• Exercise set
• 1. In the forum thread about running L3-70b-euryale, what does "70b" refer to?
• 2. Please extend the forum thread about running L3-70b-euryale, picking up after its final sentence.

[Extract provided Boundary: Start]

Wanting to try out L3-70b-euryale on my computer, but don't know what version to choose
Posted by EEEEEEEEEEEEEEEE_Man@reddit | LocalLLaMA | View on Reddit | 2 comments
So I'm interested in using l3-70b-euryale as a chatbot, but I don't know what model to choose. I checked on what to choose on for performance, and other guides, but it's WAY too confusing to follow, like there's zero examples on what to choose on a pc build. And I'm pretty new with local AI
Specs:
CPU: AMD Ryzen 7 5700X
Ram: 16GB of DDR4
GPU: RTX 3070
OS: Windows 10
Linkpharm2@reddit
You can't run this model. L3-70b is the model. 70b refers to 70 billion numbers. The most you can compress this down to is about 24gb. You have 8?12? I forget. You can only use models that fit in your vram.

[Extract provided Boundary: End]
[Exercise data Boundary: Start]

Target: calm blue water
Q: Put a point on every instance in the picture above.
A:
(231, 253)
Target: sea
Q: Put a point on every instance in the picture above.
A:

[Exercise data Boundary: End]

• Answers to each task
• 1. 70 billion numbers.

• 2.
alamacra@reddit
By your own (very convenient!) table, it will run in Q2 if the guy uses koboldcpp / llamacpp / any other launcher than can offload layers to RAM. It will be slow though, since it'll be DDR4 dual channel at most, so about 1 token/s if you are lucky.
So I suggest to try it, but I suspect the speed won't be enough. The quality is actually surprisingly decent for the 70b Q2 models.